## Start DATA EXCERPTS

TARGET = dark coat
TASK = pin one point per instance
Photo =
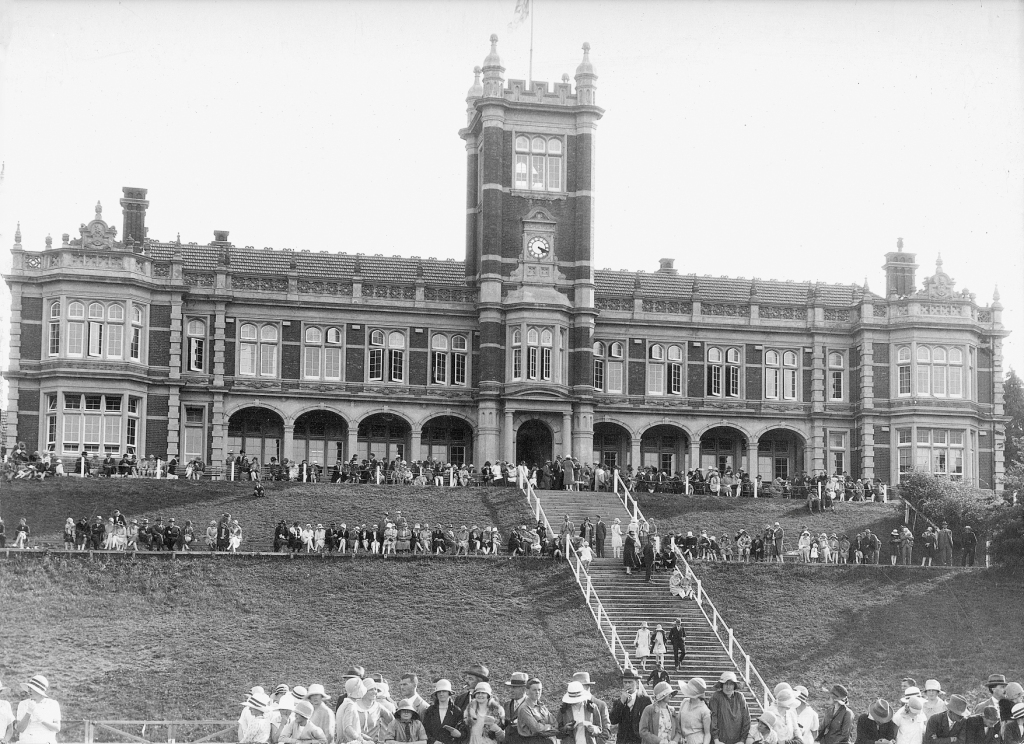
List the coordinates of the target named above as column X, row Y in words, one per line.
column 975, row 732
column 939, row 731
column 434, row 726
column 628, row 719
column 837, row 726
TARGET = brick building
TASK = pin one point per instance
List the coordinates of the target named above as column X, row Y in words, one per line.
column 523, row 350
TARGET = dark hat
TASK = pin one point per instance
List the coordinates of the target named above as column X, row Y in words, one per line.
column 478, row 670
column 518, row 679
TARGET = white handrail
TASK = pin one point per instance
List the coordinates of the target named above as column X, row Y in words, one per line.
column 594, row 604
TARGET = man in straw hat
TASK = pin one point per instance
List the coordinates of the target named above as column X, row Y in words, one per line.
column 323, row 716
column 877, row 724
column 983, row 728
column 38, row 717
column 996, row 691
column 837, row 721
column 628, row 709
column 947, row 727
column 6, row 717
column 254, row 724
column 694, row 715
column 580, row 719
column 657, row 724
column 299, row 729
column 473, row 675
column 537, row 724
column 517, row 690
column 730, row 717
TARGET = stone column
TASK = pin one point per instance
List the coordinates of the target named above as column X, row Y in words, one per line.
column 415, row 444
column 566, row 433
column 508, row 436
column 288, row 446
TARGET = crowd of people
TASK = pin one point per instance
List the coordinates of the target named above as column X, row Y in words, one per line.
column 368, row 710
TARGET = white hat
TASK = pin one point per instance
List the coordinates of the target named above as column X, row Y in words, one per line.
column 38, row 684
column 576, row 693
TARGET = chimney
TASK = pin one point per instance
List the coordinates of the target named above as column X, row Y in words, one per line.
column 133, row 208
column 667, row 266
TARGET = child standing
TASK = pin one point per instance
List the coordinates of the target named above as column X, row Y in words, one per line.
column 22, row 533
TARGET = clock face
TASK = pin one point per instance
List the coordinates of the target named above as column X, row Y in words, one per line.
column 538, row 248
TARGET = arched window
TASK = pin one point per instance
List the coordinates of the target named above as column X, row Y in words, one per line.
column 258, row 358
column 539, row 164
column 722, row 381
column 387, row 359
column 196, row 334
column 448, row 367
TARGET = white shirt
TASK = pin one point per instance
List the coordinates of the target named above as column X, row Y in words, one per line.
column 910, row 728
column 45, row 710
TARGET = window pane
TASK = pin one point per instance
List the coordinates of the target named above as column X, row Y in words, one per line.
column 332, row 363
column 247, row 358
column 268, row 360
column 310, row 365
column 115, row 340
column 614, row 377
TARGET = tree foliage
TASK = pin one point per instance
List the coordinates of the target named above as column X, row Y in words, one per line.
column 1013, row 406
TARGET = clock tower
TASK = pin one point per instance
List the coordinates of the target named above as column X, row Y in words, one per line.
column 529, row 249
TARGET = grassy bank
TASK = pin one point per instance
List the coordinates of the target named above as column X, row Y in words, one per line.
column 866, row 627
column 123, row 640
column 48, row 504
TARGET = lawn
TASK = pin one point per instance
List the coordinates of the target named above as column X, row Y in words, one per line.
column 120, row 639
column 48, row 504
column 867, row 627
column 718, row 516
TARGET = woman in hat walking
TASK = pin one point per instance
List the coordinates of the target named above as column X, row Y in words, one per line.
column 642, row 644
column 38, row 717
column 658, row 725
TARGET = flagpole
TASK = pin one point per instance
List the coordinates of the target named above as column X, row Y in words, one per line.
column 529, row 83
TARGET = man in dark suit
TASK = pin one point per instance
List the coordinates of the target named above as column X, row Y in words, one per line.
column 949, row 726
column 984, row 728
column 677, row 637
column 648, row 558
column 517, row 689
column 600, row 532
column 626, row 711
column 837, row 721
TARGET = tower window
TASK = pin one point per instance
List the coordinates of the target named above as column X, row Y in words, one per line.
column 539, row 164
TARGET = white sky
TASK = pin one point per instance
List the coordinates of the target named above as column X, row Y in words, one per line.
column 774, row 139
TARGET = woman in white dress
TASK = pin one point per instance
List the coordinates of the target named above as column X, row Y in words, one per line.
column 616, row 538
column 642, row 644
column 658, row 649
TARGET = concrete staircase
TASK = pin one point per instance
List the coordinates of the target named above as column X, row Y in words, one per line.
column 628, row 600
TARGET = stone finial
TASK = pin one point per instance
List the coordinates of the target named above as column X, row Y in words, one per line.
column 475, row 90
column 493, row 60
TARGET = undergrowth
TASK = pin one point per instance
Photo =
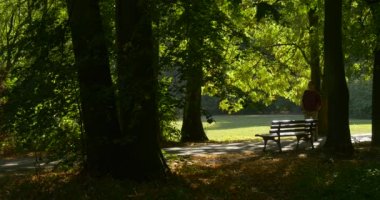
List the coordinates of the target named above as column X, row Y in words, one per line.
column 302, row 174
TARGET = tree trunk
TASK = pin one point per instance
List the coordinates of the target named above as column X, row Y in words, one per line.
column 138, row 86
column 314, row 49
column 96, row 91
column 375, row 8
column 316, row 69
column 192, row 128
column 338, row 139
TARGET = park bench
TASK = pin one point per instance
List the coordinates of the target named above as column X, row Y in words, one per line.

## End DATA EXCERPTS

• WRITTEN PROBLEM
Repeat all of the data above word for word, leaving out the pictures.

• PROBLEM SOLUTION
TARGET = dark coat
TASK = pin one point per instance
Photo =
List the coordinates of the target named above as column X, row Y in words, one per line.
column 975, row 732
column 939, row 731
column 434, row 726
column 628, row 719
column 837, row 726
TARGET = brick building
TASK = pin one point per instance
List the coordinates of the target named above as column X, row Y in words, one per line.
column 523, row 350
TARGET = dark hat
TASK = pin one point per instance
List the coordinates of the target named above as column X, row Y in words, one per line.
column 478, row 670
column 518, row 679
TARGET = white handrail
TASK = pin one point per instance
List the coordinates of the target named above as column X, row Y in words, one per line.
column 594, row 604
TARGET = man in straw hat
TASK = pin one point per instance
List the coordinates of the target named above as column X, row Y in words, one per line.
column 323, row 716
column 877, row 724
column 983, row 728
column 38, row 717
column 996, row 691
column 837, row 721
column 628, row 709
column 947, row 727
column 6, row 717
column 254, row 724
column 694, row 715
column 580, row 719
column 657, row 724
column 299, row 729
column 473, row 675
column 537, row 724
column 517, row 690
column 730, row 717
TARGET = stone column
TASK = pin one point per instance
List the coordinates of the target named above as column X, row Y in words, one per line.
column 415, row 444
column 566, row 433
column 508, row 436
column 288, row 446
TARGET = crowd of people
TASK = pin one point per instance
List the coordinates of the target named above as column X, row Y in words, one per line.
column 368, row 710
TARGET = white hat
TASK = pin one point per instance
List the coordinates of the target named above as column X, row Y in words, one per line.
column 38, row 684
column 576, row 693
TARGET = chimney
TASK = pin one point per instance
List the coordinates of the target named above as column X, row Y in words, one per line.
column 133, row 208
column 667, row 266
TARGET = child standing
TASK = pin one point per instance
List the coordinates of the target named above as column X, row Y in words, one per line.
column 22, row 533
TARGET = clock face
TASK = pin one point per instance
List the coordinates of the target named above as column X, row Y in words, one per line.
column 538, row 248
TARGET = arched window
TASK = pin one point per instance
List the coordinates of the target named above as column X, row Y in words, one per line.
column 258, row 358
column 539, row 164
column 722, row 381
column 387, row 359
column 196, row 334
column 448, row 367
TARGET = white shirt
TASK = pin one point per instance
List the coordinates of the target named above as column X, row Y in words, one per line.
column 910, row 728
column 45, row 710
TARGET = window pane
TASK = pin one point per instance
List the coordinates of the target named above as column X, row Y in words, one per line.
column 332, row 363
column 247, row 358
column 268, row 360
column 310, row 365
column 115, row 340
column 614, row 377
TARGET = tree foliage
TASK = pin one point per instance
List the coordinates of the target named above as column X, row Y in words, one per line.
column 1013, row 406
TARGET = clock tower
TASK = pin one point per instance
List the coordinates of the target named above as column X, row Y in words, one per line.
column 529, row 249
TARGET = grassy bank
TASK = pin one point per instance
List the coordinates of the target named above as column X, row Y in words, one per line.
column 866, row 627
column 123, row 640
column 48, row 504
TARGET = lawn
TASK = pin one point per instance
List the coordinates of the target named above as column X, row Y in words, one per line.
column 120, row 639
column 48, row 504
column 867, row 627
column 718, row 516
TARGET = woman in hat walking
TASK = pin one point per instance
List the coordinates of the target named above as column X, row Y in words, one per line.
column 642, row 644
column 38, row 717
column 658, row 725
TARGET = flagpole
TASK = pin one point per instance
List the coordinates of the target named above as column X, row Y in words, one per line.
column 529, row 83
TARGET = man in dark suit
TASK = pin one point per instance
List the coordinates of the target named above as column X, row Y in words, one per line.
column 949, row 726
column 984, row 728
column 677, row 637
column 648, row 558
column 517, row 689
column 600, row 532
column 626, row 711
column 837, row 721
TARGET = tower window
TASK = pin one point per instance
List the coordinates of the target named above as column X, row Y in words, one per line.
column 539, row 164
TARGET = white sky
TASK = pin one point per instance
List the coordinates of the target named above as column X, row Y in words, one per line.
column 774, row 139
TARGET = woman in white dress
TASK = pin one point per instance
List the coordinates of the target named above as column X, row Y in words, one per line.
column 616, row 538
column 642, row 644
column 658, row 649
TARGET = concrete staircase
TASK = pin one point per instance
List the coordinates of the target named above as column X, row Y in words, one per line.
column 628, row 600
TARGET = stone finial
TASK = pin one point per instance
List the coordinates of the target named above as column X, row Y in words, one per line.
column 475, row 90
column 493, row 60
TARGET = undergrowth
TASK = pin one point per instance
Photo =
List the coordinates of the target named above as column X, row Y in words, one per line.
column 302, row 174
TARGET = tree trunk
TASK = pin one point per instance
List the coordinates of the target named above as column X, row Y in words, one per line.
column 138, row 86
column 314, row 49
column 96, row 91
column 375, row 8
column 316, row 69
column 192, row 128
column 338, row 139
TARGET = park bench
TASK = pin one point per instance
List the coordinates of the target named above as column X, row Y in words, one per line.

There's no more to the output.